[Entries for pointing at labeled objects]
******************************

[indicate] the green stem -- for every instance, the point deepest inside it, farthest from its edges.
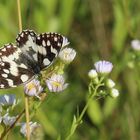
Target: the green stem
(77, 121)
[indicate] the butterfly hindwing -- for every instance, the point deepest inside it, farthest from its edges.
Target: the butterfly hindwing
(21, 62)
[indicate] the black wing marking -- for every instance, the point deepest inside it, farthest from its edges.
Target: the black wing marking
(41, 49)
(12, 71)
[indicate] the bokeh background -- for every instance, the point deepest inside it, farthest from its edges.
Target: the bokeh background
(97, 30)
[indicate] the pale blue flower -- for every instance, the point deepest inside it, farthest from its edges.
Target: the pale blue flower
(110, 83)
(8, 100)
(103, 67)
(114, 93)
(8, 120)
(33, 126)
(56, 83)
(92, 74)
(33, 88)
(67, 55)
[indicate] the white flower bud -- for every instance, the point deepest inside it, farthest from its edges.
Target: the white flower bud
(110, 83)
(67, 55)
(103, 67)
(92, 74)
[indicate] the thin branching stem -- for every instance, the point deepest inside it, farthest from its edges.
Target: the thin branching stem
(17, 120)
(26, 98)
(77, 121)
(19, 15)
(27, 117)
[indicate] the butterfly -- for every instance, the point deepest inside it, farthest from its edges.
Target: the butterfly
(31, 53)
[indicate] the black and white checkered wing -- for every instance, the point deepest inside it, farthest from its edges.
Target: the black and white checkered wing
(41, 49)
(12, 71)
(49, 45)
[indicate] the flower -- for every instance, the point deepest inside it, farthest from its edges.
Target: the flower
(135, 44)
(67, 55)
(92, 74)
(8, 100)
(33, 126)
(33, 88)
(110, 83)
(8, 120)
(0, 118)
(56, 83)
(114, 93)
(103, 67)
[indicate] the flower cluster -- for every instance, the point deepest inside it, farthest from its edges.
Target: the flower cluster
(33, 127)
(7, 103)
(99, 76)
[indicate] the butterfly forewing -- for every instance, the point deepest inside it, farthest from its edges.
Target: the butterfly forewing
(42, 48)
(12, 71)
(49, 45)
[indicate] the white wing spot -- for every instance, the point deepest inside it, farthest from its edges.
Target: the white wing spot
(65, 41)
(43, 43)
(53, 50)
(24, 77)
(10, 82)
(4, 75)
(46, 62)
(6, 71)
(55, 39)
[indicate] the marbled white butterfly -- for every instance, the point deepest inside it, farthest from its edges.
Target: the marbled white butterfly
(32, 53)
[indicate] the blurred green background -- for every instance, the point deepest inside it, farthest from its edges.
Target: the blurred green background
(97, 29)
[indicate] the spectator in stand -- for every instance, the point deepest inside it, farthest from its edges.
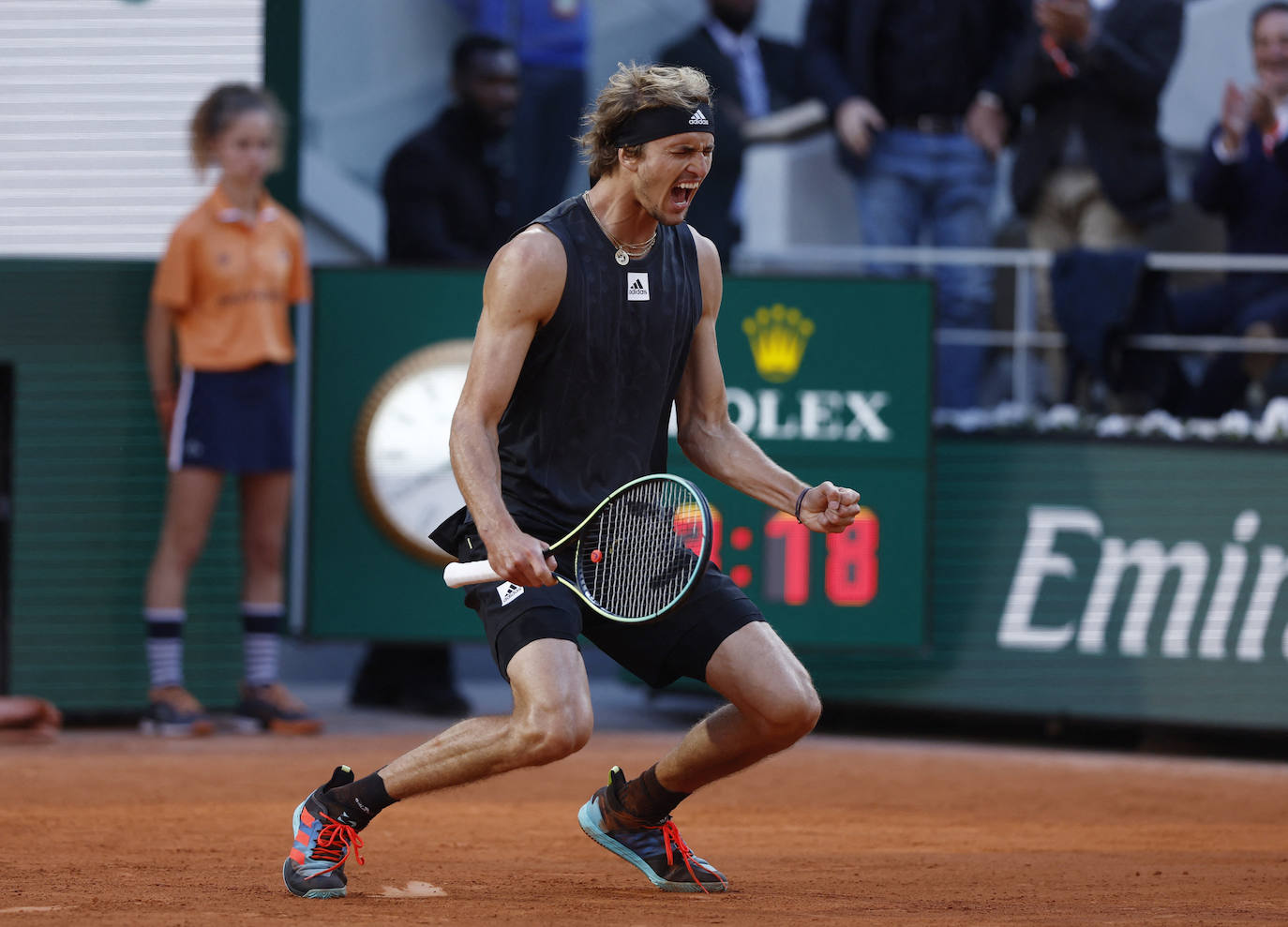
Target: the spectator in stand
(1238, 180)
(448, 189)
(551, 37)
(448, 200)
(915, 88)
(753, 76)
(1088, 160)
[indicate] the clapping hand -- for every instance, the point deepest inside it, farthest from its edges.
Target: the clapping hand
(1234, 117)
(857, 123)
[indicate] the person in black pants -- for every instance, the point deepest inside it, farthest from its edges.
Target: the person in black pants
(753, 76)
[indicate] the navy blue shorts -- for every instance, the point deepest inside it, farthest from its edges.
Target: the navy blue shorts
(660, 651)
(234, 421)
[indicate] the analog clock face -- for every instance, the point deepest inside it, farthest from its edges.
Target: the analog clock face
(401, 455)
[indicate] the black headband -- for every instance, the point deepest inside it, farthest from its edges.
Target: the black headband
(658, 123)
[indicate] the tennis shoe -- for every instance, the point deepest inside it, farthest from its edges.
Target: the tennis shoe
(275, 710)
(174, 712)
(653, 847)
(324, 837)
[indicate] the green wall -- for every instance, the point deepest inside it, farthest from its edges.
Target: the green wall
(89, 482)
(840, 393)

******************************

● **Exercise**
Reproduce all of the items above verbatim, but omit the pictures.

● **Output for this exercise**
[indicate] the green stem -- for every instance, the point deepest inside it, farthest from its edges.
Target: the green stem
(77, 121)
[indicate] the butterfly hindwing -- for every instance, the point deepest inside it, farthest from its edges.
Target: the butterfly hindwing
(21, 62)
[indicate] the black wing marking -- for every instance, the point deepest inside it, farthest from its edges.
Target: the black wing marking
(41, 49)
(12, 71)
[indicate] the bokeh background -- for every instance, the point deepest inside it, farthest from its edges.
Target: the bokeh background
(97, 30)
[indicate] the pale blue flower -- for every instance, the point deepest inside it, farthest from its edges.
Target: the pale blue flower
(110, 83)
(8, 100)
(103, 67)
(114, 93)
(8, 120)
(33, 126)
(56, 83)
(92, 74)
(33, 88)
(67, 55)
[indicate] the white flower bud -- for every instance, the point deepest inside it, farthest from its edges.
Target: the white flower bud
(110, 83)
(67, 55)
(103, 67)
(92, 74)
[indicate] the thin branching stem -- for every instance, the point deepest inside it, farthest from its edges.
Target: the thin branching stem
(17, 120)
(26, 98)
(77, 121)
(19, 15)
(27, 117)
[indicate] the butterfly -- for every instance, the point deepest inside it, farthest from its edges.
Target: the butterfly
(31, 53)
[indicate] the black and white checkered wing -- for every instance, the point deepest inside it, farthest from its edges.
Target: the black and white checkered wing
(41, 49)
(12, 71)
(49, 45)
[indicate] the flower -- for every instance, the point deepest inside it, farthest from its edges.
Target: the flower
(135, 44)
(67, 55)
(92, 74)
(8, 100)
(33, 126)
(33, 88)
(110, 83)
(8, 120)
(0, 118)
(56, 83)
(114, 93)
(103, 67)
[indicate] the flower cluster -- for every instance, the point deepest inside it, farthest from its edges.
Target: the flower cluster
(33, 127)
(7, 103)
(99, 76)
[indicate] the butterfly forewing -- for every instance, the point deepest inside it, farthest from its edges.
Target: the butterfly forewing
(42, 48)
(12, 71)
(49, 45)
[indicate] the white wing spot -- for every instance, the point deepest inside it, farthest from its edges.
Target: the white wing spot
(65, 41)
(43, 43)
(53, 50)
(24, 77)
(10, 82)
(4, 75)
(46, 62)
(6, 71)
(55, 39)
[indicate] the marbled white butterfly -- for every instance, the point deepest inside it, farthest from its edges.
Target: the marbled white butterfly
(32, 53)
[indicate] the blurred green background -- for every instance, the point deepest inside it, farthest from its edges.
Target: the blurred green background
(97, 29)
[indicate] the spectator in stand -- for every instance, the point deepest inside it, farthest from its edges.
Target: the spectator in stand
(1238, 180)
(448, 189)
(551, 37)
(448, 200)
(915, 88)
(753, 76)
(1088, 160)
[indicate] the clapping hand -- for every instance, the point deepest inside it, farthest from its edges.
Target: the clapping hand
(1234, 117)
(857, 123)
[indicate] the person in black pants -- for every instance, the point deepest inside it, farthest from its edges.
Target: the person in black pants
(753, 76)
[indicate] the navy blue shorts -- for every instance, the point deepest inside it, farthest from its edges.
Target: the navy blue shorts
(660, 651)
(234, 421)
[indicate] the analog clock face -- for every instance, the point deepest inside it, farthest from its edges.
Target: the analog clock face
(401, 455)
[indicate] the black headband -- for every instance, the point deepest inside it, farthest from its edges.
Target: the black headband
(658, 123)
[indicate] the tennis shoe -- for every instance, the point deepest inside it, farthest from its edges.
Target: the tennis shoe
(275, 710)
(174, 712)
(653, 847)
(324, 837)
[indicate] the green wall -- for every instance, the point deepest inside it, farthest from its edges.
Target: the green wall
(89, 482)
(840, 393)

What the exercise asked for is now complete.